** begin Listed entries **
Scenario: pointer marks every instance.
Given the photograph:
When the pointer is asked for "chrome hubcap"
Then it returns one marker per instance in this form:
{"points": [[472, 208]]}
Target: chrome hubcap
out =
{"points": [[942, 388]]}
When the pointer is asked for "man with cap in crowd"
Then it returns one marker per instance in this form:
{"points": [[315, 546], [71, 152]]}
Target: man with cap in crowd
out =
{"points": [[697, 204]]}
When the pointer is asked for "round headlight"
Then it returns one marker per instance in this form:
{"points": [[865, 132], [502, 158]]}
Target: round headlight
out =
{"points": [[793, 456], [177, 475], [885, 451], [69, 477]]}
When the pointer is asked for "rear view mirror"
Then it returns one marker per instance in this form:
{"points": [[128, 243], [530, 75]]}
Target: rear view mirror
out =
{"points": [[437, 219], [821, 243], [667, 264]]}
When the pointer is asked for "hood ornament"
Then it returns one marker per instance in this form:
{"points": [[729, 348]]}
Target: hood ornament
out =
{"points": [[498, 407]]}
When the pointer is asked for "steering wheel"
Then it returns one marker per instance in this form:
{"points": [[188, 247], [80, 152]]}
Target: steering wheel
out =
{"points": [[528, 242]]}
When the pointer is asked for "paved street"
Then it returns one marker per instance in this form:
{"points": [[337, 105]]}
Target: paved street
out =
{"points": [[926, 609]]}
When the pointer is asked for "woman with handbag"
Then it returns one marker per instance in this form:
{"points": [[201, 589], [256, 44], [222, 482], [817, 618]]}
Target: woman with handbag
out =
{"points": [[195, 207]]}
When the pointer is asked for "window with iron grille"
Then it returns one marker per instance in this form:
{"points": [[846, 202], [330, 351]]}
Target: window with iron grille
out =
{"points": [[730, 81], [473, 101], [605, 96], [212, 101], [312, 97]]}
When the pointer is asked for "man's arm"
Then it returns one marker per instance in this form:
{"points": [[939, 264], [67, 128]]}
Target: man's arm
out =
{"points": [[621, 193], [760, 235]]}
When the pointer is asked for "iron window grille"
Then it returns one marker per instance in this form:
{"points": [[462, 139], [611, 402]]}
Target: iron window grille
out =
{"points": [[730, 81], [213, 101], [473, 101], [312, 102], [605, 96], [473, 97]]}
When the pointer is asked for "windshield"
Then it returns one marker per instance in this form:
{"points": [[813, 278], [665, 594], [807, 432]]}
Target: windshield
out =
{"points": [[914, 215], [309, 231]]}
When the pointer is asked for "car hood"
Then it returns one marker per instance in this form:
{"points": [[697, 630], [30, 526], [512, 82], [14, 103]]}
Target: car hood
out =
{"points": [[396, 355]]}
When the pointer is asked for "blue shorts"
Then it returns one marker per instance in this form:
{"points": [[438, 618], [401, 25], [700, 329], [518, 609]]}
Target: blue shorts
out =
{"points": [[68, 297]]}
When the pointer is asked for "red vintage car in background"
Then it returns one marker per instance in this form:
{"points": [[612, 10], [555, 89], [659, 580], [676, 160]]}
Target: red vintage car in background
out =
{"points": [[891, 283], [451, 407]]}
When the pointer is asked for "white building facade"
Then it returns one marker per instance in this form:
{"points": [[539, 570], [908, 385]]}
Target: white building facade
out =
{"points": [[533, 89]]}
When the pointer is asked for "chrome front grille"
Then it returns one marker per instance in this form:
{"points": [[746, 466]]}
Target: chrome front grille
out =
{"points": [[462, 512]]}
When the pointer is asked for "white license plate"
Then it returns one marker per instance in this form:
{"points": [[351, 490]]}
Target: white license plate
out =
** end Listed entries **
**Exercise**: Each record above should be repeated exactly as it appears.

**Exercise answer**:
Scenario: pointer marks every instance.
Given the photograph:
When the pointer is asked for "chrome hubcap"
Then it returns one marker per instance in this form:
{"points": [[472, 208]]}
Target: chrome hubcap
out =
{"points": [[942, 388]]}
When the pointer is asked for "man with cap in crowd"
Then it returns one marker per instance in this form:
{"points": [[315, 546], [71, 152]]}
Target: man with cap in crowd
out =
{"points": [[697, 204]]}
When the pointer is asked for "round headlight"
Then it returns one marker per instance in this form:
{"points": [[865, 132], [502, 158]]}
Target: round headlight
out =
{"points": [[793, 456], [177, 475], [885, 451], [69, 477]]}
When the pointer is asked for "rear view mirror"
Then it returns one marker per instance in this form:
{"points": [[128, 243], [530, 75]]}
Target: rear view mirror
out =
{"points": [[437, 219], [821, 243], [667, 264]]}
When the pointer is asked for "hood ornament"
Then it returns one marker per instance in this form:
{"points": [[729, 348]]}
Target: hood ornament
out =
{"points": [[498, 407]]}
When the pointer is asked for "steering wheel"
Then it returns one marker per instance in this form:
{"points": [[188, 247], [80, 152]]}
Target: steering wheel
out =
{"points": [[528, 242]]}
When the pointer is asked for "paved street"
Then it returns one marker per instance in this form:
{"points": [[337, 105]]}
Target: paved street
out =
{"points": [[926, 609]]}
When the pointer is asked for "woman with handbag"
Then it returns one marker per instance in this form:
{"points": [[201, 589], [256, 44], [222, 482], [817, 618]]}
Target: woman with handbag
out =
{"points": [[195, 207]]}
When the pointer is asked for "window with iron grille"
Then it returns one marker per instance in this form:
{"points": [[846, 202], [330, 351]]}
Target: window with iron grille
out =
{"points": [[730, 81], [473, 101], [605, 96], [212, 101], [312, 97]]}
When the pointer is asked for "man's arm"
Then it returns one marker per instance in this form:
{"points": [[939, 264], [67, 128]]}
Target: man's arm
out =
{"points": [[621, 193], [760, 235]]}
When the pointer is asked for "iron window grille"
Then it returns one marker per instance in this form:
{"points": [[462, 139], [611, 402]]}
Target: iron window grille
out =
{"points": [[730, 81], [213, 101], [473, 101], [312, 102], [605, 96], [473, 97]]}
When the pointer is asked for "windshield"
Then it returns one marker per instance in this form:
{"points": [[813, 278], [665, 594], [807, 432]]}
Target: windshield
out =
{"points": [[914, 215], [309, 231]]}
When the pointer is asked for "car hood"
Then it returns one marker per instance in this form:
{"points": [[697, 630], [30, 526], [512, 82], [14, 103]]}
Target: car hood
out =
{"points": [[396, 355]]}
When the pointer is asked for "blue shorts"
Then it returns one marker per instance in this form:
{"points": [[438, 618], [401, 25], [700, 329], [518, 609]]}
Target: blue shorts
out =
{"points": [[68, 297]]}
When the pointer is asked for "red vintage car in background"
Then it returns one marker per instance in this form:
{"points": [[612, 10], [555, 89], [659, 580], [676, 160]]}
Target: red vintage car in background
out =
{"points": [[891, 283], [451, 407]]}
When the pointer is asked for "white building facade"
Then it returns one marker per instance in this form:
{"points": [[539, 570], [908, 385]]}
Target: white building facade
out =
{"points": [[533, 89]]}
When the pointer is asked for "chrome front grille"
Then it returns one marker per instance in this form:
{"points": [[746, 466]]}
Target: chrome front grille
out =
{"points": [[462, 512]]}
When the pointer is asked for "white license plate"
Then it returns one marker per instance in this form:
{"points": [[351, 490]]}
Target: white license plate
out =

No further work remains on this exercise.